[SET TASKS]
1. In the azureus tadpole thread, how deep is the water that fleenor1 puts in the morphing container?
2. Does the azureus tadpole thread support each statement below? Answer yes or no for each, and quote the words from the thread that decide it.
(a) The tads gary1218 has are the first tads he has ever had.
(b) fleenor1 says that moving the tads before their front legs pop will harm them.
(c) fleenor1 usually gives the tads a piece of cork bark to climb up on.

═════ PROVIDED PASSAGE

# ?s on azureus tads and morphing



## gary1218 (Dec 31, 2005)

This information is probably on the board here somewhere but I couldn't find it. Sorry if that upsets anybody.

I have some azureus tads, my first ever tads, that hatched 12/19/06. So they're just a little over a month old and I just noticed they've started to pop their back legs. What's the timeline from here? How long before they'll pop their front legs? I'm assuming around 3 months from when they hatched to morph out. Is that about right?

When do they get moved to a morphing container? Do you wait till you see the front legs pop or does it need to be done before that? At what point during the morphing process do you stop feeding them?

Thanks for the help.


----------



## fleenor1 (Feb 18, 2005)

I usually wait until my azureus tads pop thier front legs to move them to a morphing container. It won't hurt to move them before hand though. I use a big glad ware container with about a half inch of water and something that is eaesy for them to climb up on. Usually a big piece of cork bark.

══════════
═════ MATERIAL SUPPLIED

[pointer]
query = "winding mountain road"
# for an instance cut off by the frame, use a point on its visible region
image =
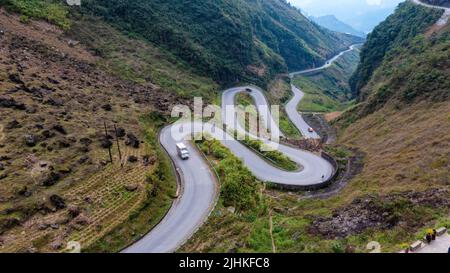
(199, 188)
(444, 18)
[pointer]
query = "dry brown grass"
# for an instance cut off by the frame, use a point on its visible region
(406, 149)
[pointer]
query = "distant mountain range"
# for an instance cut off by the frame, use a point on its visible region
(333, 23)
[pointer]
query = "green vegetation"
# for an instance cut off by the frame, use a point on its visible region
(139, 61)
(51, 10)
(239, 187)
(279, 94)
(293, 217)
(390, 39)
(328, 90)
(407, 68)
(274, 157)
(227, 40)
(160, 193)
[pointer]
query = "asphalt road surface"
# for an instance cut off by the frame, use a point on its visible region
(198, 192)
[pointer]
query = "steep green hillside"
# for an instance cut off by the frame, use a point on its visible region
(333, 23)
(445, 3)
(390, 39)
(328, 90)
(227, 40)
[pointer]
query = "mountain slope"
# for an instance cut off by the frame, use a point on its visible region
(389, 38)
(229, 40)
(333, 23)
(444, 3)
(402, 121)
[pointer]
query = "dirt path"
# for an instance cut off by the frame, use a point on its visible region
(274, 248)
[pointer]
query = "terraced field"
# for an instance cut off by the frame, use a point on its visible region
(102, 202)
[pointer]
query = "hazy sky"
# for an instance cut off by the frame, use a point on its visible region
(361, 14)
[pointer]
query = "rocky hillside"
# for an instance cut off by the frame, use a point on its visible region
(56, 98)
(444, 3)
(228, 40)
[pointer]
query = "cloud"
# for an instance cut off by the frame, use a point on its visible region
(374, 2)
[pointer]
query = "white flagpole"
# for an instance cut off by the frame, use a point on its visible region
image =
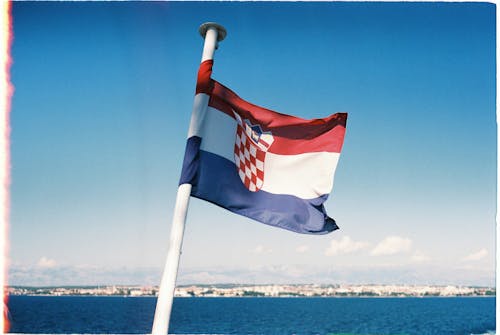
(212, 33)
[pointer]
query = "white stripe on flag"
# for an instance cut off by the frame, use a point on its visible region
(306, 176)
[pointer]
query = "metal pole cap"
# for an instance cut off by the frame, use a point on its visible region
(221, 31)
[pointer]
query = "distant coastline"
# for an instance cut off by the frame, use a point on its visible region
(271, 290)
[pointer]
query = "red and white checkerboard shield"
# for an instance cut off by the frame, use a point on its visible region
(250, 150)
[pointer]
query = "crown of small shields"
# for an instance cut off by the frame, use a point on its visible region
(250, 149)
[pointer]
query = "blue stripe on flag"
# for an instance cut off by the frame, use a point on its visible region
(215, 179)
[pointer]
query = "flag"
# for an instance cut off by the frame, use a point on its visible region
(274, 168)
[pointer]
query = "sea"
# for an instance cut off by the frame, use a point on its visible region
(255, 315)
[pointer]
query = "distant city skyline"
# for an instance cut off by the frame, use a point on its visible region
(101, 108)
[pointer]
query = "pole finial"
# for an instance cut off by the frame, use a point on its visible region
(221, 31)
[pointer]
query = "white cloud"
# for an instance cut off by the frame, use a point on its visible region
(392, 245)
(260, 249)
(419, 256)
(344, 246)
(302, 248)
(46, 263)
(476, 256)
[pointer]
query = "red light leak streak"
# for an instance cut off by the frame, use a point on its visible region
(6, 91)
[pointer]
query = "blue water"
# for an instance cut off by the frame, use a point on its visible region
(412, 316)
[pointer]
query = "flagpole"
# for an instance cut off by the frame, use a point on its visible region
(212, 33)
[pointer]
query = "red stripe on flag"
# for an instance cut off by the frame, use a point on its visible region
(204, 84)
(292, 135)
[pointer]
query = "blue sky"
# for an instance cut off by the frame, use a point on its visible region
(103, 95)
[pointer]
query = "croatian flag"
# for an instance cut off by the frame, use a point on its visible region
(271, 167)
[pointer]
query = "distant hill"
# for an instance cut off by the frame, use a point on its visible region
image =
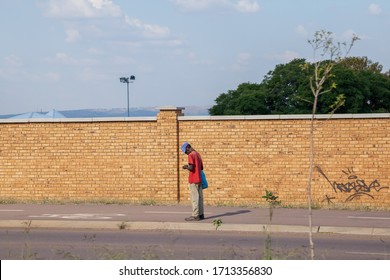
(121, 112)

══════════
═════ MATERIAL SUPPLIED

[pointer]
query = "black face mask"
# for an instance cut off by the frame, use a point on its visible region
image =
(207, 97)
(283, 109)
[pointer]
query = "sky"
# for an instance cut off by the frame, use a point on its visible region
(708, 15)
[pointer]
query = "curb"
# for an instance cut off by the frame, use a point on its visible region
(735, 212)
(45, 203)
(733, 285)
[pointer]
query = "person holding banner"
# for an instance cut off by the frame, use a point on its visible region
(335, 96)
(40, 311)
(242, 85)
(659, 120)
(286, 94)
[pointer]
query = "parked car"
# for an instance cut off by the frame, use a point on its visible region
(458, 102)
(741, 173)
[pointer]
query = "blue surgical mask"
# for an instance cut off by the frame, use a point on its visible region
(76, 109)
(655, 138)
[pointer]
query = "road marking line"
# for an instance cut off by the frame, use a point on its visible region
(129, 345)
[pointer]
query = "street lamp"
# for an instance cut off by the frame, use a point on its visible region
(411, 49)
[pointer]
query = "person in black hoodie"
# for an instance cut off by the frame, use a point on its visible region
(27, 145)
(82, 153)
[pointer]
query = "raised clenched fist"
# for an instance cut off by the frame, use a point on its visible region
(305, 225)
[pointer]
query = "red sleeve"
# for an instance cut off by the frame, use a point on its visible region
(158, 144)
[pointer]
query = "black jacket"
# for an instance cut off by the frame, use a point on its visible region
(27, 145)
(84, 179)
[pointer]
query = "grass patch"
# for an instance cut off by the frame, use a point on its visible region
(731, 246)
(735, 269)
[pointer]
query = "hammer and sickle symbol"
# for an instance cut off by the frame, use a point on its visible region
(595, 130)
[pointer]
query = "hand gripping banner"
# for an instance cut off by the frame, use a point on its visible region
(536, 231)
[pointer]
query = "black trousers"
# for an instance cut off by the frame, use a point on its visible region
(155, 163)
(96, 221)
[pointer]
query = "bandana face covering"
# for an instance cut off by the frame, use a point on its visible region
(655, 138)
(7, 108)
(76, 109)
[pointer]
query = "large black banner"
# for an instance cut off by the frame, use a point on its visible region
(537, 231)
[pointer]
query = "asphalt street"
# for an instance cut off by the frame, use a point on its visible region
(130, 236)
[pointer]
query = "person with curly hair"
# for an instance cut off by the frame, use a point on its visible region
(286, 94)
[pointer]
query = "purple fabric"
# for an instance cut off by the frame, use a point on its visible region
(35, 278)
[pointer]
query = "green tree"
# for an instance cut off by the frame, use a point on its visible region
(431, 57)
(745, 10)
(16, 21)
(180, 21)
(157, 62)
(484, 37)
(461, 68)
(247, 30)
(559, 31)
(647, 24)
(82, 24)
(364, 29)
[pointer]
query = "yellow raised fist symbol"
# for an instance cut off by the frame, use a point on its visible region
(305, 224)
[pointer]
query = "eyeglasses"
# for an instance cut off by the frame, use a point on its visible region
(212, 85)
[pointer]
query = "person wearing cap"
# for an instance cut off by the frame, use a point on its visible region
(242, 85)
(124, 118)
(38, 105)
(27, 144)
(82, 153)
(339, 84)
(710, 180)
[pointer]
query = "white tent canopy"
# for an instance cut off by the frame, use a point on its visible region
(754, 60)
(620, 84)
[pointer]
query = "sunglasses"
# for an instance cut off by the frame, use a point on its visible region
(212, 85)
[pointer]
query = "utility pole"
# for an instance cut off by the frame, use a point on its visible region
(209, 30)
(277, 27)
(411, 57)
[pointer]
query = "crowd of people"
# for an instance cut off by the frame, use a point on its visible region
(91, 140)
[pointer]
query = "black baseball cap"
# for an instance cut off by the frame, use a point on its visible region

══════════

[ANSWERS BELOW]
1. About a half inch.

2.
(a) Yes: "my first ever tads"
(b) No: "It won't hurt to move them before hand though."
(c) Yes: "Usually a big piece of cork bark."